*** Opening Supplied data ***

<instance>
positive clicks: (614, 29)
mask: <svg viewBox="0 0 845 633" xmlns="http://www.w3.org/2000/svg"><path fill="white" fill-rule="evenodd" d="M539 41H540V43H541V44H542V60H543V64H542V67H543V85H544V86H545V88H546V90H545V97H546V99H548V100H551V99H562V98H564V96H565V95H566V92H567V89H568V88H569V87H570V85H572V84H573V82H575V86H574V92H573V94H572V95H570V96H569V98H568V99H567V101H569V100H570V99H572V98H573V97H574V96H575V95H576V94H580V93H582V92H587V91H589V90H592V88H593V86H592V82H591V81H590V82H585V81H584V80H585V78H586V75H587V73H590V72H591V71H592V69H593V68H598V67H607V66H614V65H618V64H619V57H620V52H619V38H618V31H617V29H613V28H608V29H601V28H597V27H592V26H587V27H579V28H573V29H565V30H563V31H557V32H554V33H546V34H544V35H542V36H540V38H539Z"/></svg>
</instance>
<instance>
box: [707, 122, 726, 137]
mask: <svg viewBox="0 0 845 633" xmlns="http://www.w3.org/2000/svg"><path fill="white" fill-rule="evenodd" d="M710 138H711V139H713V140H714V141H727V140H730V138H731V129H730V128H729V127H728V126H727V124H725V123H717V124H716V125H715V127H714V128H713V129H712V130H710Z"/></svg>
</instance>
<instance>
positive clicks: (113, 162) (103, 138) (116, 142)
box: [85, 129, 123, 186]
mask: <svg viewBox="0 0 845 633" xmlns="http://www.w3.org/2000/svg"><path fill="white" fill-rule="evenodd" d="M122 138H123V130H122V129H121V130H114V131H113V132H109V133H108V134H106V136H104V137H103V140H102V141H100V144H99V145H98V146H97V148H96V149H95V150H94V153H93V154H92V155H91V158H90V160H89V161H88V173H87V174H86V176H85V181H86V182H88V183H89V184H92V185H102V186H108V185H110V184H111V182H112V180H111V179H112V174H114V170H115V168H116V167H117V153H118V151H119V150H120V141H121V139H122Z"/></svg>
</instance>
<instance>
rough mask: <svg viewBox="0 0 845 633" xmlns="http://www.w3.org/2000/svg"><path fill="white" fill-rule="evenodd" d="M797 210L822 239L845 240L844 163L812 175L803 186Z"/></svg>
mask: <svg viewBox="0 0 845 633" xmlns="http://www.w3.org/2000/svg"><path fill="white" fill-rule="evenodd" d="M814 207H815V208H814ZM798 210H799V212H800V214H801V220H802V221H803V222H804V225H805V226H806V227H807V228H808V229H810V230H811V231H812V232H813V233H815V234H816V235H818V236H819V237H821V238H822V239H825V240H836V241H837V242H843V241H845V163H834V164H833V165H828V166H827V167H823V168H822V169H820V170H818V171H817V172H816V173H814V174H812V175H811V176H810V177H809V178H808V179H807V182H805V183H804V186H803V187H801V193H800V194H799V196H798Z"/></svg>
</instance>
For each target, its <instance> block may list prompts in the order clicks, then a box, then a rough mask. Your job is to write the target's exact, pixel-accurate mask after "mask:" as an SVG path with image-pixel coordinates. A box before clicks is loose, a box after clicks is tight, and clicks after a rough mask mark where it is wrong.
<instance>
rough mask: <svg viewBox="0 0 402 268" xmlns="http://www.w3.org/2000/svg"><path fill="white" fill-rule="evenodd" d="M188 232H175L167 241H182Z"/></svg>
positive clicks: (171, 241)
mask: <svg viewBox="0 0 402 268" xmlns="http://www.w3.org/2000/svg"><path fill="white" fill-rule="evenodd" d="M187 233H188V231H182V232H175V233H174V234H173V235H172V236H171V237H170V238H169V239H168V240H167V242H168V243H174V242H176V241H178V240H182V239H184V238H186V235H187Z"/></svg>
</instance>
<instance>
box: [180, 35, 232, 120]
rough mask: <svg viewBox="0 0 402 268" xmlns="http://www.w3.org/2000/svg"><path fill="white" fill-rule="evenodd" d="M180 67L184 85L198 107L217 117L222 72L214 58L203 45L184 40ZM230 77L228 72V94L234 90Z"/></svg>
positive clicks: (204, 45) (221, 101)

*** Closing Supplied data ***

Write every entry out again. Leave each one exactly as it is.

<instance>
positive clicks: (614, 29)
mask: <svg viewBox="0 0 845 633" xmlns="http://www.w3.org/2000/svg"><path fill="white" fill-rule="evenodd" d="M539 41H540V43H541V44H542V60H543V64H542V67H543V85H544V86H545V88H546V90H545V97H546V99H548V100H551V99H562V98H564V96H565V95H566V92H567V89H568V88H569V87H570V85H572V84H573V82H575V86H574V92H573V94H572V95H570V96H569V98H568V99H567V101H569V100H570V99H572V98H573V97H574V96H575V95H576V94H580V93H582V92H587V91H589V90H592V88H593V86H592V82H591V81H590V82H585V81H584V80H585V78H586V75H587V73H590V72H591V71H592V69H593V68H598V67H607V66H614V65H618V64H619V57H620V52H619V38H618V31H617V29H613V28H608V29H601V28H597V27H592V26H587V27H579V28H573V29H565V30H563V31H557V32H554V33H546V34H544V35H542V36H540V38H539Z"/></svg>
</instance>
<instance>
box: [707, 122, 726, 137]
mask: <svg viewBox="0 0 845 633" xmlns="http://www.w3.org/2000/svg"><path fill="white" fill-rule="evenodd" d="M710 138H711V139H713V140H714V141H727V140H730V138H731V129H730V128H729V127H728V126H727V124H725V123H717V124H716V125H715V127H714V128H713V129H712V130H710Z"/></svg>
</instance>
<instance>
positive clicks: (113, 162) (103, 138) (116, 142)
box: [85, 129, 123, 186]
mask: <svg viewBox="0 0 845 633" xmlns="http://www.w3.org/2000/svg"><path fill="white" fill-rule="evenodd" d="M122 138H123V130H122V129H121V130H114V131H113V132H109V133H108V134H106V136H104V137H103V140H102V141H100V144H99V145H98V146H97V148H96V149H95V150H94V153H93V154H92V155H91V158H90V160H89V161H88V173H87V174H86V176H85V181H86V182H88V183H89V184H92V185H102V186H108V185H110V184H111V182H112V180H111V179H112V174H114V170H115V168H116V167H117V153H118V151H119V150H120V141H121V139H122Z"/></svg>
</instance>
<instance>
rough mask: <svg viewBox="0 0 845 633" xmlns="http://www.w3.org/2000/svg"><path fill="white" fill-rule="evenodd" d="M797 210L822 239L845 240L844 163L812 175L803 186Z"/></svg>
mask: <svg viewBox="0 0 845 633" xmlns="http://www.w3.org/2000/svg"><path fill="white" fill-rule="evenodd" d="M814 207H815V208H814ZM798 210H799V212H800V214H801V220H802V221H803V222H804V225H805V226H806V227H807V228H808V229H810V230H811V231H812V232H813V233H815V234H816V235H818V236H819V237H821V238H822V239H825V240H836V241H837V242H843V241H845V163H834V164H833V165H828V166H827V167H823V168H822V169H820V170H818V171H817V172H816V173H814V174H812V175H811V176H810V177H809V178H808V179H807V182H805V183H804V186H803V187H801V193H800V194H799V196H798Z"/></svg>
</instance>
For each target, its <instance> block may list prompts in the order clicks, then a box, then a rough mask. Your job is to write the target's exact, pixel-accurate mask after "mask:" as an SVG path with image-pixel coordinates. A box before clicks is loose, a box after clicks is tight, and clicks after a rough mask mark where it is wrong.
<instance>
rough mask: <svg viewBox="0 0 402 268" xmlns="http://www.w3.org/2000/svg"><path fill="white" fill-rule="evenodd" d="M188 232H175L167 241H182Z"/></svg>
positive clicks: (171, 241)
mask: <svg viewBox="0 0 402 268" xmlns="http://www.w3.org/2000/svg"><path fill="white" fill-rule="evenodd" d="M187 233H188V231H182V232H175V233H174V234H173V235H172V236H171V237H170V238H169V239H168V240H167V242H168V243H174V242H176V241H178V240H182V239H184V238H186V235H187Z"/></svg>
</instance>
<instance>
box: [180, 35, 232, 120]
rough mask: <svg viewBox="0 0 402 268" xmlns="http://www.w3.org/2000/svg"><path fill="white" fill-rule="evenodd" d="M180 67L184 85L198 107L217 117L222 72L214 58L203 45L184 40ZM230 77L228 72V94L234 90Z"/></svg>
positive clicks: (204, 45) (221, 101)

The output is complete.